--- start ---

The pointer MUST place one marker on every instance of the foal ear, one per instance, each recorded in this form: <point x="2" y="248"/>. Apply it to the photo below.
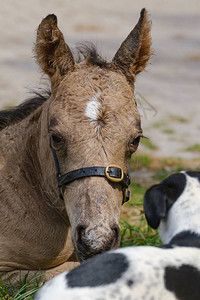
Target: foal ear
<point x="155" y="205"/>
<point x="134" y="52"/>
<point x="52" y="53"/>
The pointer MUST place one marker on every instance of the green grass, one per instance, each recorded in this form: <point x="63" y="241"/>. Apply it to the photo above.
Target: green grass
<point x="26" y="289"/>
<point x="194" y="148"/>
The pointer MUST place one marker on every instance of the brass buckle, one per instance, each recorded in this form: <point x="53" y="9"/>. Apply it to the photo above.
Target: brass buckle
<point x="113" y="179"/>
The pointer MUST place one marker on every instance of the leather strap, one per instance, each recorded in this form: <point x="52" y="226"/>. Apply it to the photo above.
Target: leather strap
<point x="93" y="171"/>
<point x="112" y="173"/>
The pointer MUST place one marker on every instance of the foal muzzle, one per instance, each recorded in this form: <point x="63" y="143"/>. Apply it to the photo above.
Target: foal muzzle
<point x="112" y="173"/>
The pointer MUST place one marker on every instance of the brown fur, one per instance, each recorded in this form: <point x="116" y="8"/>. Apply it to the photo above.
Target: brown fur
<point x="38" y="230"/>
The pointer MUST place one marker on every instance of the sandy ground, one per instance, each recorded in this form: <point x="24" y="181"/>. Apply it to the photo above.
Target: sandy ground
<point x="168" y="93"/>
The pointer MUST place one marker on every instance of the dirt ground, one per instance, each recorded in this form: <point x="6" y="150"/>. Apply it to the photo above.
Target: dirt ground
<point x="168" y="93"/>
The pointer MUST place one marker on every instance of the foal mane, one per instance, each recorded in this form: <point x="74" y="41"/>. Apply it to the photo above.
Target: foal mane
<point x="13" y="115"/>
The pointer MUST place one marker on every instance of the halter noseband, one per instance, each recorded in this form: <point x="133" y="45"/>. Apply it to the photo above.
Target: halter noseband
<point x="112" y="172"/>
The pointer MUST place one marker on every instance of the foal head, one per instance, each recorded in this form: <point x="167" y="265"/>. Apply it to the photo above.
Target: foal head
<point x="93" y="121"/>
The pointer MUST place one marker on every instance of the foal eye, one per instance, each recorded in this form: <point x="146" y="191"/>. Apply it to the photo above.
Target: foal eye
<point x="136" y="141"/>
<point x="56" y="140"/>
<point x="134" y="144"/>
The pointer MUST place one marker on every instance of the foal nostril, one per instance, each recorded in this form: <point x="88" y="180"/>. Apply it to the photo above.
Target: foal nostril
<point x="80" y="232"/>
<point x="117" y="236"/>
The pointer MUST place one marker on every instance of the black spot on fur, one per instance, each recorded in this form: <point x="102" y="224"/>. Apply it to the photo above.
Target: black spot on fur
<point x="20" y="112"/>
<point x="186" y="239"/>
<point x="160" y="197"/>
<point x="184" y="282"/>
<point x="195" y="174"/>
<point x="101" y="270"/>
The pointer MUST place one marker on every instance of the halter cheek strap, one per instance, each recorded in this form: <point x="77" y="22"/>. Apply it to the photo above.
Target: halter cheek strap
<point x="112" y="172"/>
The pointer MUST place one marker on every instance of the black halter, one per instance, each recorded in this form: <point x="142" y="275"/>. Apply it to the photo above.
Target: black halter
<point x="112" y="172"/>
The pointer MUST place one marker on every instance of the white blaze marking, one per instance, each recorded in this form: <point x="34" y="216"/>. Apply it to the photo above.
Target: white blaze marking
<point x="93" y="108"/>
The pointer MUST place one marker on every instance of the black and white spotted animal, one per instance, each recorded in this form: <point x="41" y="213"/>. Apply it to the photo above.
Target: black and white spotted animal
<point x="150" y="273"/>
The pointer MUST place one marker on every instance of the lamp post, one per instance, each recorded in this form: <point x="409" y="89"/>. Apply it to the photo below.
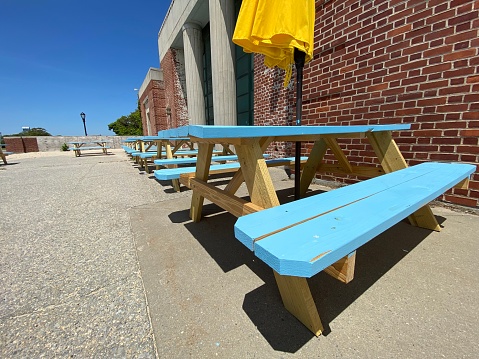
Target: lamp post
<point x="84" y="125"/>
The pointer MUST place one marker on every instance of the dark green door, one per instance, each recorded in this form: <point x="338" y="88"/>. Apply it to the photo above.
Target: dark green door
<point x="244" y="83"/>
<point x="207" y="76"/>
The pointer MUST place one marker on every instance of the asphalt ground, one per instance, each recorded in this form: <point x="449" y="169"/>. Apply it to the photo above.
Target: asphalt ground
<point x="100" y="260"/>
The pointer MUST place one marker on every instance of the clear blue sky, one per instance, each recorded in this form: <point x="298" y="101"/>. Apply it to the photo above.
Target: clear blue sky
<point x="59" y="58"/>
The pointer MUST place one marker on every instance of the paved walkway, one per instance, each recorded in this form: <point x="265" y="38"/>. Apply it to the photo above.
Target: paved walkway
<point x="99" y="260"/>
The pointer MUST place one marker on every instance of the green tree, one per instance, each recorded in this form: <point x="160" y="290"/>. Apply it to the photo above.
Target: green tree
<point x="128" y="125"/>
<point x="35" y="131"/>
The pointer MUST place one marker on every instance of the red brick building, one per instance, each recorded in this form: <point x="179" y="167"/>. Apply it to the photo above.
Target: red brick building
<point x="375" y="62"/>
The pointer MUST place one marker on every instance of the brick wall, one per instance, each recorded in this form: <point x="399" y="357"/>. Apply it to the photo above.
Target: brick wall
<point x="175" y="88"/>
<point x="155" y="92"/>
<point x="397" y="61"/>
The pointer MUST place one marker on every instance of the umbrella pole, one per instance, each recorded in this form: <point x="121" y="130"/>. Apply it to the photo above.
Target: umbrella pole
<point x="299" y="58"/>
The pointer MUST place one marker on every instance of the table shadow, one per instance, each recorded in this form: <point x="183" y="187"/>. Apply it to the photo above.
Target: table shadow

--- end ---

● The request
Using the data above, print every line exactly, omitting pictures.

● Exercise solution
The pointer MUST place one marker on every instance of the foal ear, one per instance, each recorded in this form: <point x="2" y="248"/>. Apply it to the photo below.
Target: foal ear
<point x="155" y="205"/>
<point x="134" y="52"/>
<point x="52" y="53"/>
The pointer MUST place one marker on every instance of the green grass, one per instance, each recorded in this form: <point x="63" y="241"/>. Apply it to the photo above.
Target: green grass
<point x="26" y="289"/>
<point x="194" y="148"/>
The pointer MUST place one marker on every instance of the brass buckle, one per instance, each recorded in this form: <point x="53" y="9"/>. Apply it to the photo above.
Target: brass buckle
<point x="113" y="179"/>
The pointer MUST place one marker on every instance of the leather strap, one per instance, each recorded in this form: <point x="52" y="226"/>. Apply it to the photo above.
Target: leather strap
<point x="93" y="171"/>
<point x="112" y="173"/>
The pointer MUST place one marker on every instance of the foal muzzle, one per instance, each recorded in this form: <point x="63" y="143"/>. Apply it to the photo above.
Target: foal muzzle
<point x="112" y="173"/>
The pointer MUST place one marker on every instance of the brown fur, one per instance, each recorded in this form: <point x="116" y="8"/>. Apply it to the photo above.
Target: brown fur
<point x="38" y="230"/>
The pointer MUST place one marker on every instance of the sandy ground, one per instance, each recorded in this form: <point x="24" y="181"/>. Apply it to the photo above.
Target: sandy ground
<point x="168" y="93"/>
The pointer MUST place one marker on every instance of the dirt ground, one per instance, each recorded in this form: <point x="6" y="150"/>. Apply it to the photo above.
Target: dirt ground
<point x="168" y="93"/>
The pointer MUST place one marker on every instance of the foal mane, one per instance, each recorded in this form: <point x="74" y="41"/>. Apply it to the photo above.
Target: foal mane
<point x="13" y="115"/>
The pointer MUST place one marker on every instance of the halter noseband, one per instance, each recorded in this form: <point x="133" y="45"/>. Apply it to the photo above.
Target: halter noseband
<point x="112" y="172"/>
The pointer MUST place one marker on every instance of the foal head, one per instance, each recorded in this form: <point x="167" y="265"/>. Apply it to the photo above.
Target: foal head
<point x="93" y="121"/>
The pointer MUST place one marker on every instance of the foal eye, one per instance, each recorded in this form: <point x="146" y="191"/>. Apply it to the photo above.
Target: foal eye
<point x="136" y="141"/>
<point x="56" y="140"/>
<point x="134" y="144"/>
The pointer MUST place one marker on every instance of the foal nostril, one per instance, each recorded in this form: <point x="88" y="180"/>. Apply it to the photo above.
Target: foal nostril
<point x="80" y="232"/>
<point x="117" y="236"/>
The pointer MUST place one marker on every instance of the black spot on fur, one per instance, each recorded in this form: <point x="102" y="224"/>. Apply it to the photo above.
Target: black spot on fur
<point x="20" y="112"/>
<point x="186" y="239"/>
<point x="160" y="197"/>
<point x="184" y="282"/>
<point x="195" y="174"/>
<point x="101" y="270"/>
The pointer MUST place one marker on every instance of the halter cheek strap, one per instance, each recorded in this form: <point x="77" y="22"/>. Apply it to the photo above.
Target: halter cheek strap
<point x="112" y="172"/>
The pointer MUST place one marker on every instance of the black halter, one per instance, each recorded in this form: <point x="142" y="275"/>. Apply it to the photo above.
Target: black halter
<point x="112" y="172"/>
The pointer MUST place one marker on every instance of the white blaze marking, one per instance, each recorded in this form: <point x="34" y="216"/>. Apply it to the photo above.
Target: white blaze marking
<point x="93" y="108"/>
The pointer MUST place one marker on every instance of the black and white spotted animal, one per instance, each recorded in this form: <point x="41" y="213"/>. Apply it to the photo above.
Target: black and white spotted animal
<point x="150" y="273"/>
The pointer MUST place one marker on every instance of the lamp post, one per instance, each recorded in this form: <point x="409" y="89"/>. Apply it to the photo below.
Target: lamp post
<point x="84" y="125"/>
The pointer MUST place one marker on every instance of the dark green door, one per instance, each recorded in this form: <point x="338" y="88"/>. Apply it to the photo above.
Target: dark green door
<point x="244" y="83"/>
<point x="207" y="76"/>
The pointer MUST place one marker on every instance of the asphalt ground, one per instance, each recorded in this form: <point x="449" y="169"/>. Apply it to the photo above.
Target: asphalt ground
<point x="100" y="260"/>
The pointer MUST place one marker on every instance of the clear blue sky, one per instance, each recorded in this form: <point x="298" y="101"/>. Apply it to the photo above.
Target: clear blue sky
<point x="59" y="58"/>
The pointer MUST place one marker on every instance of the paved walkway, one per instance, each recorded in this form: <point x="265" y="38"/>. Apply it to the photo above.
Target: paved walkway
<point x="99" y="260"/>
The pointer MUST place one marker on every instance of the green tree, one per instance, each recorded in this form: <point x="160" y="290"/>. Apply it to the photo above.
Target: green tree
<point x="128" y="125"/>
<point x="35" y="131"/>
The pointer MUST place one marker on every instance of the red brick building, one per instance, each recorded in this form: <point x="179" y="167"/>. Apply it to the photo above.
Target: red brick building
<point x="375" y="62"/>
The pointer MUST place one marker on every instance of the brick wall, one per instance, each recorded in this form: <point x="399" y="357"/>. Apply it to the photo above.
Target: brick wall
<point x="175" y="88"/>
<point x="155" y="92"/>
<point x="397" y="61"/>
The pointer MUST place one marker on every instance of the umbrella pole, one per instance, each recorded in this form: <point x="121" y="130"/>. Apply it to the photo above.
Target: umbrella pole
<point x="299" y="58"/>
The pointer MUST place one marker on every instance of the table shadow, one per instance, each recorded in this form: <point x="183" y="187"/>. Apply it to the photo above.
Target: table shadow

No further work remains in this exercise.